### Extract to read:
# My next truck



## kogneto

Can anyone say convoy?


----------



## NaeKid

There are a couple of those beasts driving around Calgary ... impressive to say the least!


----------



## TechAdmin

That's awesome!


----------



## kyfarmer

What the he?? is it. K, is that thang A fricken kia? OK someone help out, can't help it that's just, well it's not my cupa tea. Look's like a hummer wana be. Might look better with a 50 cal out the roof. Can't help it i,am stuck on mid 70's to late 80's in ride's.


----------



## Jason

Never seen that before. What are the specs? Is it all just bling or is it really a workhorse?


----------



## NaeKid

Jason,

Here in Calgary when I see one driving by, it has DOC decals on the doors - Department of Corrections. I think that it has some kind of serious armour plating and might be used to transport high-risk inmates.

Whatever it is - when you see it, you know its there.


----------



## NaeKid

Did a quick search and found this:



> *SEMA 2008: Knight XV armored SUV lets you take your underground lair with you*
> 
> The first word that came to mind when we saw the Knight XV was this: warthog. Sure, there are other words you could use, but consider this: it's not attractive, it's ridiculously tough, it's called in to deal with nasty situations and it kills things, all of which tend to be the traits of vehicles that earn the moniker "warthog." Based on the Gurkha military vehicle, the 10,000-pound, Ford F-350 Super Duty-based Knight XV is armored to an unspecified degree, but looks like it will stop more than a pea-shooter. It's got a 6.8-liter V10 that packs 400 hp and 500 lb-ft to keep you moving, and inboard ABS brakes to get you stopped. Those tires are 40-inchers wrapped around 20-inch aircraft-grade wheels. Oh, and it also runs on E85, which means it's more environmentally friendly than any other warthog. Except the hairy one.

### Written problem:
In the forum thread about the armored truck, what engine does the Knight XV have? The data that comes next isn't needed.

### Material shown:
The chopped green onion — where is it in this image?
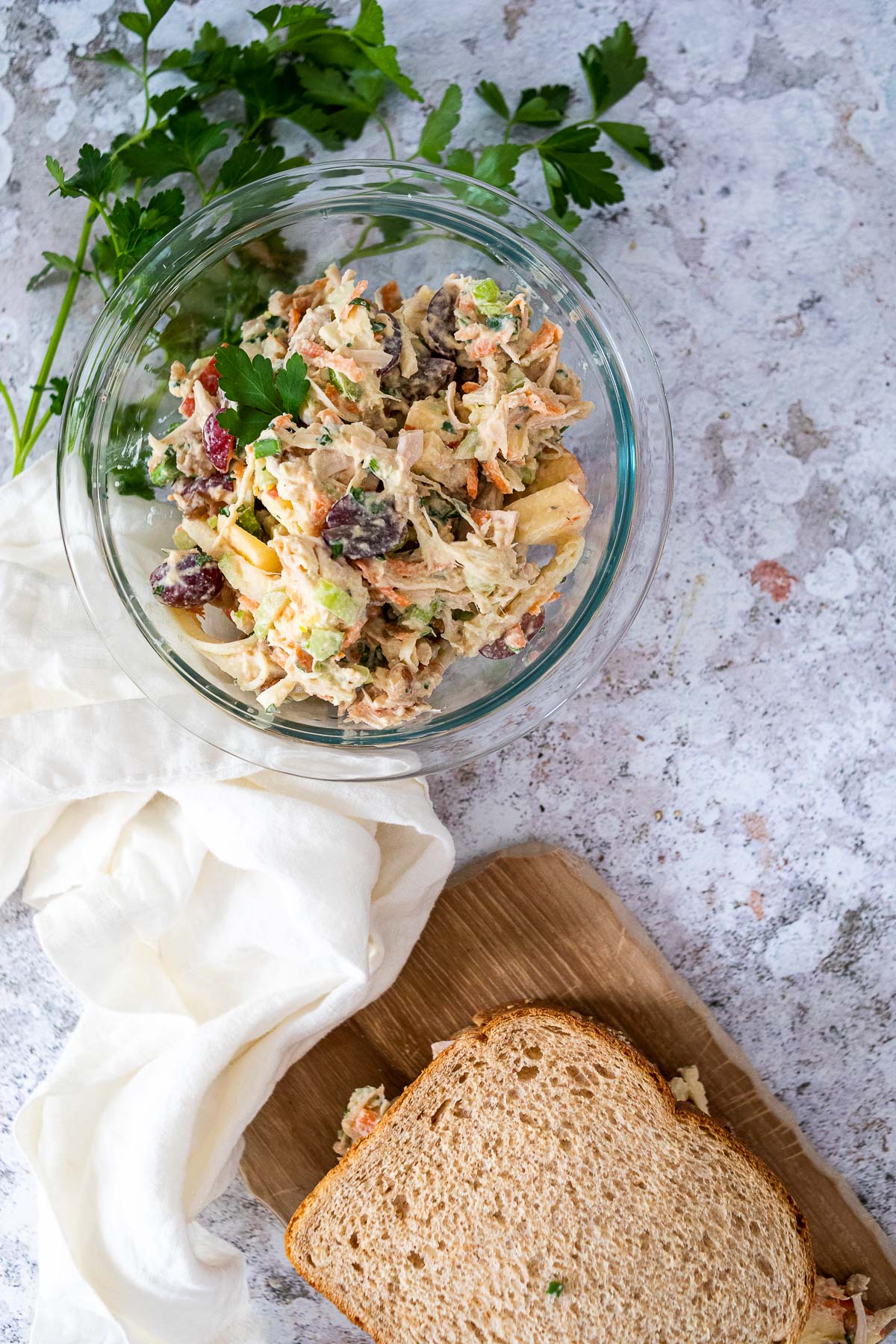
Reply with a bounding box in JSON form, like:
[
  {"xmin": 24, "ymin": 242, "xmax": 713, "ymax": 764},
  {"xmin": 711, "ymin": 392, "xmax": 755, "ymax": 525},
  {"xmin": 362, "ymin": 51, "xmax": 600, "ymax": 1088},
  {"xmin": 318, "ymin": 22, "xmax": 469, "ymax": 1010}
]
[
  {"xmin": 237, "ymin": 504, "xmax": 262, "ymax": 536},
  {"xmin": 149, "ymin": 447, "xmax": 180, "ymax": 485},
  {"xmin": 473, "ymin": 279, "xmax": 501, "ymax": 305}
]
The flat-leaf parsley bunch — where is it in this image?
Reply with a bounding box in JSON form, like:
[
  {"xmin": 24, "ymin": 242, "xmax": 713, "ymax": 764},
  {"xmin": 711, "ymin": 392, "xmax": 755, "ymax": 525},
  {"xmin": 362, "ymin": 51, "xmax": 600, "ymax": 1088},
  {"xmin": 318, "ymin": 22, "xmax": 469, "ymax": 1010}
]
[{"xmin": 0, "ymin": 0, "xmax": 662, "ymax": 494}]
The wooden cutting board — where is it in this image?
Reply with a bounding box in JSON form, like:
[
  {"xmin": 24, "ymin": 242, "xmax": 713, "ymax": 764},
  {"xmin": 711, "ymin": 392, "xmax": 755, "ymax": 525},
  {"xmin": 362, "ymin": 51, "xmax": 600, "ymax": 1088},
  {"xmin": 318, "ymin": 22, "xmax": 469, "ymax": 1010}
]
[{"xmin": 242, "ymin": 845, "xmax": 896, "ymax": 1307}]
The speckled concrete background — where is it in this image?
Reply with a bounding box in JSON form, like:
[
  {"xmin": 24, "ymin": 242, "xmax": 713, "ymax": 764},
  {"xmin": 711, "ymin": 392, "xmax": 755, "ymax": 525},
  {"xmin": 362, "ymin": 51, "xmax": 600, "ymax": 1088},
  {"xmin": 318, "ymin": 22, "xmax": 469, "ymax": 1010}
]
[{"xmin": 0, "ymin": 0, "xmax": 896, "ymax": 1344}]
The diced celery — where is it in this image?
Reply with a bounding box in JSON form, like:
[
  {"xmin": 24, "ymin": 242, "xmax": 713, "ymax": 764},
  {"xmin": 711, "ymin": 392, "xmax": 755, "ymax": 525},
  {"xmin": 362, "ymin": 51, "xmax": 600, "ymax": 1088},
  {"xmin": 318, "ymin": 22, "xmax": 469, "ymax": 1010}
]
[
  {"xmin": 473, "ymin": 279, "xmax": 501, "ymax": 304},
  {"xmin": 326, "ymin": 368, "xmax": 361, "ymax": 400},
  {"xmin": 305, "ymin": 629, "xmax": 343, "ymax": 662},
  {"xmin": 255, "ymin": 593, "xmax": 286, "ymax": 640},
  {"xmin": 314, "ymin": 579, "xmax": 358, "ymax": 625},
  {"xmin": 237, "ymin": 504, "xmax": 264, "ymax": 536},
  {"xmin": 473, "ymin": 279, "xmax": 513, "ymax": 317}
]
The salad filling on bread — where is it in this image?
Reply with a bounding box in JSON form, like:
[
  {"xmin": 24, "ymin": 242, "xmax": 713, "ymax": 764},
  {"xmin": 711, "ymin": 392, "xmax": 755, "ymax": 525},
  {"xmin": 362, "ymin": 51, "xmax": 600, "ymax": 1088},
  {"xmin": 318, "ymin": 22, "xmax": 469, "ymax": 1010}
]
[{"xmin": 286, "ymin": 1007, "xmax": 822, "ymax": 1344}]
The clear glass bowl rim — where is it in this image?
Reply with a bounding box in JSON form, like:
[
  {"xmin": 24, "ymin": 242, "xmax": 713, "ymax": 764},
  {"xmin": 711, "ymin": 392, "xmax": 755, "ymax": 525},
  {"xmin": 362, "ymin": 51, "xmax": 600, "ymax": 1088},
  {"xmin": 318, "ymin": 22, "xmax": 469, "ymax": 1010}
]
[{"xmin": 57, "ymin": 158, "xmax": 673, "ymax": 780}]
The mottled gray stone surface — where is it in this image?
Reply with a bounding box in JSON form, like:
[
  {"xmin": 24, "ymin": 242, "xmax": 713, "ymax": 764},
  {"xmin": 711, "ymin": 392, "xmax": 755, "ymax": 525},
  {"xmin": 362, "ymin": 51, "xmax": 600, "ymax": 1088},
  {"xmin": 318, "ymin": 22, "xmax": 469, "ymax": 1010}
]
[{"xmin": 0, "ymin": 0, "xmax": 896, "ymax": 1344}]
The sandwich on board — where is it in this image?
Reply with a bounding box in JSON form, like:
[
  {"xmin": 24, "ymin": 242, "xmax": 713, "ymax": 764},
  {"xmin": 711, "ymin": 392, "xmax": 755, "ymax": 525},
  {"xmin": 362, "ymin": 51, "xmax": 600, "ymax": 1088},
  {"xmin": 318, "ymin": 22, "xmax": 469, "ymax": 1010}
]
[{"xmin": 286, "ymin": 1008, "xmax": 833, "ymax": 1344}]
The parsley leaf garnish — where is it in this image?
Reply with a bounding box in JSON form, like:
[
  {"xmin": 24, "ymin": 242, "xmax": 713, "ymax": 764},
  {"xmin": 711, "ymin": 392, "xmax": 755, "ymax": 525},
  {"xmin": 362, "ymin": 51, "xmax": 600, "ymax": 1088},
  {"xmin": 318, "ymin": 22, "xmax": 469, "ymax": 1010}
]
[
  {"xmin": 579, "ymin": 20, "xmax": 647, "ymax": 121},
  {"xmin": 538, "ymin": 126, "xmax": 625, "ymax": 215},
  {"xmin": 215, "ymin": 346, "xmax": 311, "ymax": 447},
  {"xmin": 600, "ymin": 121, "xmax": 662, "ymax": 172}
]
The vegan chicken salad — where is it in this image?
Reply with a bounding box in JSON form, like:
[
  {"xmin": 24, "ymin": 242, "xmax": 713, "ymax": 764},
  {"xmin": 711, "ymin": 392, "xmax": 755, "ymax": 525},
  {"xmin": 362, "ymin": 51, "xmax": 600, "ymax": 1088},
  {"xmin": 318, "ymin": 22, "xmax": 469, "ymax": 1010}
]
[{"xmin": 149, "ymin": 266, "xmax": 592, "ymax": 727}]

### Solution to this problem:
A 6.8-liter V10 that makes 400 hp and 500 lb-ft.